**What to work on:** Filter the listing below down to the lines with the word "glove" and copy those.

**Extracted information:**
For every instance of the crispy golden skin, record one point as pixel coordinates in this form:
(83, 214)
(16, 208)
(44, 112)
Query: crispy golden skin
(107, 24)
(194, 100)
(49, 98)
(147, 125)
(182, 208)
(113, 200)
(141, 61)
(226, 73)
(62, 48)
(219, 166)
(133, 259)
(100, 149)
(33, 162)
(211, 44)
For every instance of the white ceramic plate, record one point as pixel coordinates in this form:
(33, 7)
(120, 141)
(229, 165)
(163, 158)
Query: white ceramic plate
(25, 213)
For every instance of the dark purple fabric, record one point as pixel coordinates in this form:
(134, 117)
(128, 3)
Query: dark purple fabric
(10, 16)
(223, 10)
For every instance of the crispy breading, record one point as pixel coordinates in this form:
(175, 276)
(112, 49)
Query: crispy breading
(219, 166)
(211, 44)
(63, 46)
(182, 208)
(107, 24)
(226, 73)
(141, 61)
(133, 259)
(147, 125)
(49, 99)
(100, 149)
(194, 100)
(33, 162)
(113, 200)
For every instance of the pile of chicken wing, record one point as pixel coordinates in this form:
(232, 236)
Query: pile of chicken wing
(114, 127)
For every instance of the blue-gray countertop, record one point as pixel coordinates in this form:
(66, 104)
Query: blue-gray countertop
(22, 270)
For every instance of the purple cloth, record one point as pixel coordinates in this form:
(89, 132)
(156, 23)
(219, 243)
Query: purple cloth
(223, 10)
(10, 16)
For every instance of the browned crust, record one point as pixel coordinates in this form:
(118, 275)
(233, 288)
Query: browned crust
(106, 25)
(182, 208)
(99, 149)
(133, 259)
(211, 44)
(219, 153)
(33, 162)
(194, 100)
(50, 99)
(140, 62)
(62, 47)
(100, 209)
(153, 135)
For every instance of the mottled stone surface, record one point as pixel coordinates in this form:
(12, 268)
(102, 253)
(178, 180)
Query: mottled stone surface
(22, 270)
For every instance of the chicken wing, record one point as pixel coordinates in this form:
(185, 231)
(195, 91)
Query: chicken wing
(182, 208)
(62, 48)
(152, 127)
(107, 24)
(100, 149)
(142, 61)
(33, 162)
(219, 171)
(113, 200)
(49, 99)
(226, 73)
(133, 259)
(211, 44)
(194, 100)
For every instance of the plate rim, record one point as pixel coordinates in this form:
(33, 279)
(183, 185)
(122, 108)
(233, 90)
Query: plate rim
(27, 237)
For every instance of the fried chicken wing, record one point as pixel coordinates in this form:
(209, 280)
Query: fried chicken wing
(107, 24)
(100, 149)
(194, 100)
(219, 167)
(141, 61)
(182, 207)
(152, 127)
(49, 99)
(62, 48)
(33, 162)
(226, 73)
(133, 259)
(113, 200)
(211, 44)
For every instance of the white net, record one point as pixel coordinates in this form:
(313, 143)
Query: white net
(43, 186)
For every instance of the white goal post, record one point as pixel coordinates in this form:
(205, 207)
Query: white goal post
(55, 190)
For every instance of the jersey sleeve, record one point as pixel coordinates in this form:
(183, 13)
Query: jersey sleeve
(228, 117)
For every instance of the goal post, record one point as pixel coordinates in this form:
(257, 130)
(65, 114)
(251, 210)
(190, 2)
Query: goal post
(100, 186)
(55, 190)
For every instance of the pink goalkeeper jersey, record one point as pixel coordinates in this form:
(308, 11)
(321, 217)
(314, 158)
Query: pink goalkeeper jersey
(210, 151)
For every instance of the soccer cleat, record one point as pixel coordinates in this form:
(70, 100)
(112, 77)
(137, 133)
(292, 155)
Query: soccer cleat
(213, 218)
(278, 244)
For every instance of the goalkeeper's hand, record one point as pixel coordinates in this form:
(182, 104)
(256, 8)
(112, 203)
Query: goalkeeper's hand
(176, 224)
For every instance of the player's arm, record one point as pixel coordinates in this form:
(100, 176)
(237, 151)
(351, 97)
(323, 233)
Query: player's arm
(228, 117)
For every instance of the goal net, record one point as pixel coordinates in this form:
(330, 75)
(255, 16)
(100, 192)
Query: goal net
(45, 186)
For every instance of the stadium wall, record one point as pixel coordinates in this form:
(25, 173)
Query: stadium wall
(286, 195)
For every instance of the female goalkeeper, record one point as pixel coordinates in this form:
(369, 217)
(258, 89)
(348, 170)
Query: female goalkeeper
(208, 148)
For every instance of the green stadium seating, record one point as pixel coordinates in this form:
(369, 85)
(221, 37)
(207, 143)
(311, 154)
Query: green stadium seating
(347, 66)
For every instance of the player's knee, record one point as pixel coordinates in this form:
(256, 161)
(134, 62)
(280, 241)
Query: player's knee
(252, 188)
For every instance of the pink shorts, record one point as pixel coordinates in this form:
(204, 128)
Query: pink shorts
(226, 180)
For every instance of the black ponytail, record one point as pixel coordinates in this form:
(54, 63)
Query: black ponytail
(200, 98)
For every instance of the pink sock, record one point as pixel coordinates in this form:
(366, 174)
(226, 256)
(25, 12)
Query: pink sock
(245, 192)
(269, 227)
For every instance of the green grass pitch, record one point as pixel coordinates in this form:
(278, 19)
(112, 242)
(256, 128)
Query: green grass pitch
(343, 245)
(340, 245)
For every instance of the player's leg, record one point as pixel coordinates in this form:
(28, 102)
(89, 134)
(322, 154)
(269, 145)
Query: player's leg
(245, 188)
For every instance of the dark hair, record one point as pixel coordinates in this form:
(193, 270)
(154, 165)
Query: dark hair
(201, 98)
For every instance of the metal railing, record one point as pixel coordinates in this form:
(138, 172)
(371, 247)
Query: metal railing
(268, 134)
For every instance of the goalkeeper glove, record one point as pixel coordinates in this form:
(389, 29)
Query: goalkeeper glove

**Exercise output:**
For every instance of the goalkeeper glove, record one point as pixel coordinates in this form:
Query: goalkeeper glove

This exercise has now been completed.